### EXERCISE MATERIAL
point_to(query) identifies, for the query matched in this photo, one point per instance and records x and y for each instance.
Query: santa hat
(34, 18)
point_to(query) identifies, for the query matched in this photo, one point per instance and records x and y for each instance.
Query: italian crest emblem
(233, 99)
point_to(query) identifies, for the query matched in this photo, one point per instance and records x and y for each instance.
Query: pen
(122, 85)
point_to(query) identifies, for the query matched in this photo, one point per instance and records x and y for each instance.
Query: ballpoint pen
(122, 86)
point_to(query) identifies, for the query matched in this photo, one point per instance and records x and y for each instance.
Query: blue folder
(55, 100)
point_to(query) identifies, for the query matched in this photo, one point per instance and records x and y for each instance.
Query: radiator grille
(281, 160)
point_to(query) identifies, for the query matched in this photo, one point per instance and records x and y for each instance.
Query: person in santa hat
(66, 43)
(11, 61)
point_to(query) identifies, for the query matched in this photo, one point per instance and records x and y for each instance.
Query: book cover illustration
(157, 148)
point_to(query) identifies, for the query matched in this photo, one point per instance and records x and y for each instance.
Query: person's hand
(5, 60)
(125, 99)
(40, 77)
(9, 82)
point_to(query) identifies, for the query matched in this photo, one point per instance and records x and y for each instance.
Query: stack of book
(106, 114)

---

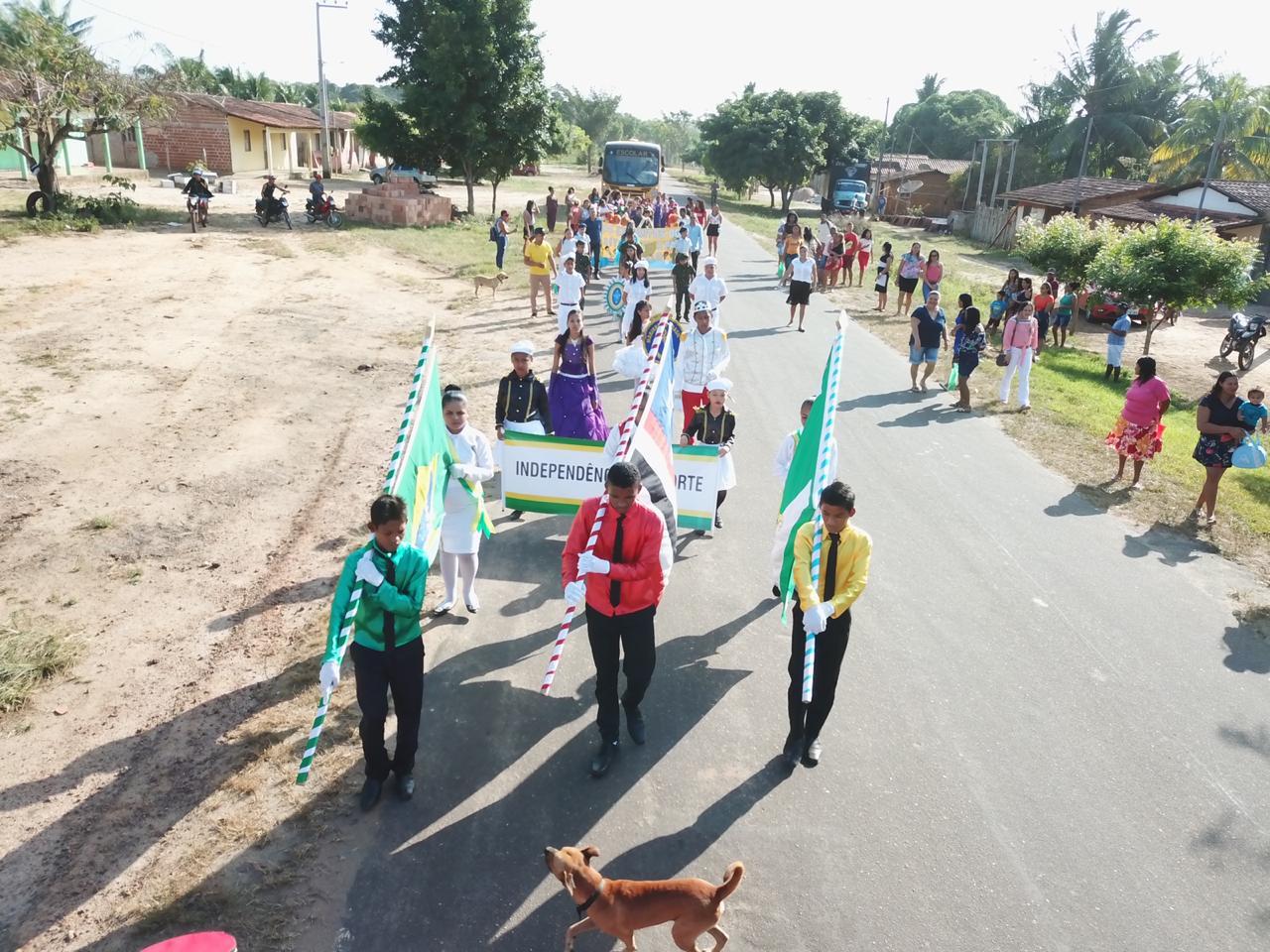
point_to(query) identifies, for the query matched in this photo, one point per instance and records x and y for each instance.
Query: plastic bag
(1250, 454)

...

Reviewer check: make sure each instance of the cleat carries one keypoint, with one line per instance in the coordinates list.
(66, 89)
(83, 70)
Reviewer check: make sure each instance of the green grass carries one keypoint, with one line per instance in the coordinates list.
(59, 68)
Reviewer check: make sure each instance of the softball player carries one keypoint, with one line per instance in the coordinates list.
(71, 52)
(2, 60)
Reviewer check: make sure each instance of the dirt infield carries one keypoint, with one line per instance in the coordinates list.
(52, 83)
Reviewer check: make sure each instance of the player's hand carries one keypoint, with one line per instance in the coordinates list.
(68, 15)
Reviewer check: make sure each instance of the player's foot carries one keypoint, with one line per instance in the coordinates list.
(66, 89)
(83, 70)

### TASK DESCRIPTION
Report the number of lines in the records above that contain the string "person", giving only the number.

### RIGHT ANSWER
2